◆ Requirements
Reproduce each of the following lines word for word, in the same order.

Coordinate annotation entries:
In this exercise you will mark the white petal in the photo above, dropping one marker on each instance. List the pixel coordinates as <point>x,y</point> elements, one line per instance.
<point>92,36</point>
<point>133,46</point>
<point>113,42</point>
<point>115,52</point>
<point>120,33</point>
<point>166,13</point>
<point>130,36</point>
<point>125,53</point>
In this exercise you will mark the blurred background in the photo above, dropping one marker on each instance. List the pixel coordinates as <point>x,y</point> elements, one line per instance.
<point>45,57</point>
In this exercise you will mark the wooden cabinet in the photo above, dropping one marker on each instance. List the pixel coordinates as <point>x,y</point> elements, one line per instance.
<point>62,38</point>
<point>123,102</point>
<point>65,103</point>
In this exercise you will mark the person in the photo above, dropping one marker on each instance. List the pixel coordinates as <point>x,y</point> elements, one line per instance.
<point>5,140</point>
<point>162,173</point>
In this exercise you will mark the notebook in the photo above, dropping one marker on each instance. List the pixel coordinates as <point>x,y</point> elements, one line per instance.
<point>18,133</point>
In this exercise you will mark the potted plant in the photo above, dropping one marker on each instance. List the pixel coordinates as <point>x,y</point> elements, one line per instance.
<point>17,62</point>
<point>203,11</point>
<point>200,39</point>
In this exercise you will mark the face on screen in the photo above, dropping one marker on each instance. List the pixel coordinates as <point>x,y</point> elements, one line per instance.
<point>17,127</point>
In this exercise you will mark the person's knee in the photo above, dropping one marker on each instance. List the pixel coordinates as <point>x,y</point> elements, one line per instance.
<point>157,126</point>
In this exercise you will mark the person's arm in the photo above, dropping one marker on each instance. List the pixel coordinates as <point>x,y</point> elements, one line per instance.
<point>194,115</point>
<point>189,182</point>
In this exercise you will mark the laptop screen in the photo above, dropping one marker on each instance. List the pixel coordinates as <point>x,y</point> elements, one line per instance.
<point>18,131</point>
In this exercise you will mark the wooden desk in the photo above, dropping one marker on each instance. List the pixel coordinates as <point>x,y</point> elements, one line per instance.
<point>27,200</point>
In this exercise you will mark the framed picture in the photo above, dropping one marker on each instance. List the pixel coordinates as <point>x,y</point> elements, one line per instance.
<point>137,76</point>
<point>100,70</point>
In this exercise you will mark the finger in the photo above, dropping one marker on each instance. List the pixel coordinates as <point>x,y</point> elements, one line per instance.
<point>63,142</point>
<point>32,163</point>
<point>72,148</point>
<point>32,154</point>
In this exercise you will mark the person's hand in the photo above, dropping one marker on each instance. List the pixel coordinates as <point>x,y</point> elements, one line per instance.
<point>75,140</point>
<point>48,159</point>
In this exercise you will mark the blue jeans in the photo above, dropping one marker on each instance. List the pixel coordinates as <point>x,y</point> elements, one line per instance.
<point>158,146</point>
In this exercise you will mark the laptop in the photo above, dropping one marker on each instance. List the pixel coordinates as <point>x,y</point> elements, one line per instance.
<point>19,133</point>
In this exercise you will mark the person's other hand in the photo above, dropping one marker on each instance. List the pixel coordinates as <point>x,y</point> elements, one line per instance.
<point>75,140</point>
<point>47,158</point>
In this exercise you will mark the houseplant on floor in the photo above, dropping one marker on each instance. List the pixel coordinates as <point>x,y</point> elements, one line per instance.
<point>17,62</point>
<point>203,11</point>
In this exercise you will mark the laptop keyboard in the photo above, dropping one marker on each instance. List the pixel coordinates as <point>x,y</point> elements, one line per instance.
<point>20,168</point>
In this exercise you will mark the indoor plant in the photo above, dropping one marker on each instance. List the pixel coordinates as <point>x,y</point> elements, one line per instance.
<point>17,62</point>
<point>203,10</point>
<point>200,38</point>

◆ The result
In this exercise you will mark the white petal in the photo above, dropping one marker on each instance. List the pixel coordinates as <point>x,y</point> elements, one line per instance.
<point>92,36</point>
<point>133,46</point>
<point>113,42</point>
<point>115,52</point>
<point>120,33</point>
<point>166,13</point>
<point>130,36</point>
<point>125,53</point>
In this exercise you will mark the blurred background in the photo above, dropping one marker on each instance. List the pixel coordinates as <point>x,y</point> elements, one line per instance.
<point>45,57</point>
In this exercise you will mark the wooden cabinet in the photo above, dropping one marker on each instance. List the pixel coordinates as <point>x,y</point> elements, one line per instance.
<point>62,38</point>
<point>123,102</point>
<point>65,103</point>
In this exercise you will mark the person in the photo above, dropping one marker on each instance. List the pixel coordinates as <point>x,y</point> elements, one line per instance.
<point>5,140</point>
<point>162,173</point>
In this exercise you will mark the notebook in the photo above, dropping one marker on each instance. List the pixel coordinates as <point>x,y</point> elements, one line per instance.
<point>18,133</point>
In this exercise you will mark the potted plant in the photo above, dropping one marker on each instance. List the pixel coordinates as <point>x,y</point> elements, one line per instance.
<point>17,62</point>
<point>203,11</point>
<point>200,39</point>
In this exercise you will mark the face on screen in the photo above, dropping one marker on each instance. List the pixel coordinates as <point>x,y</point> elements, one line per instance.
<point>17,127</point>
In this exercise you will mark the person's knee in the photo above, dropping one marker on each instance. List the pixel coordinates as <point>x,y</point> elements, one line per instance.
<point>157,126</point>
In this exercise you will mark the person's arm in the photo above, dropping one marker on each instance. List the pixel coordinates as <point>x,y</point> elements, one line per instance.
<point>194,115</point>
<point>189,182</point>
In this exercise you will mark the laptop screen in the photo above, dropping one marker on each instance. List the pixel coordinates as <point>x,y</point> elements, one line per instance.
<point>18,131</point>
In this exercise you will mark the wooden desk in the photo above, dropping one marker on each instance. List the pixel coordinates as <point>x,y</point> elements, one line per instance.
<point>27,200</point>
In this exercise you will mark the framed picture in the photo above, dropping one marker on each instance. List the pixel coordinates as <point>x,y</point> elements, one line per instance.
<point>137,76</point>
<point>100,70</point>
In this exercise you will mark the finger in the photo above, dropping one marker on each instance. List the pixel coordinates as <point>x,y</point> elements, one line per instance.
<point>63,142</point>
<point>32,163</point>
<point>72,148</point>
<point>32,154</point>
In this exercise you will mark the person's hand in the photo above, dropping one marker on each instance. List the pixel coordinates as <point>x,y</point> elements, one line per instance.
<point>75,140</point>
<point>48,159</point>
In this exercise you will mark the blue jeans in the photo above, dropping one marker on each instance. List the pixel coordinates as <point>x,y</point> elements, one line per instance.
<point>158,146</point>
In this exercise you will mark the laptop in the photo above, dropping one marker on each instance. List the pixel coordinates as <point>x,y</point> elements, one line per instance.
<point>19,133</point>
In this exercise you will mark the person's other hand in the photo above, dropping one marker on each instance. List the pixel coordinates as <point>x,y</point> elements, one line per instance.
<point>75,140</point>
<point>47,158</point>
In this exercise you will mark the houseplant on floor in the photo above, dropping one marker on each instance. List the pixel coordinates as <point>x,y</point> elements, one line per instance.
<point>17,62</point>
<point>203,11</point>
In this exercise you will mark the laptop keyboard in the photo above, dropping one marker on each instance. List the pixel coordinates as <point>x,y</point> elements, one line per instance.
<point>20,168</point>
In this exercise you will mark the indoor plant in the photo above, dropping one marker on each instance. List the pixel coordinates as <point>x,y</point> elements, one line per instance.
<point>17,62</point>
<point>203,10</point>
<point>200,38</point>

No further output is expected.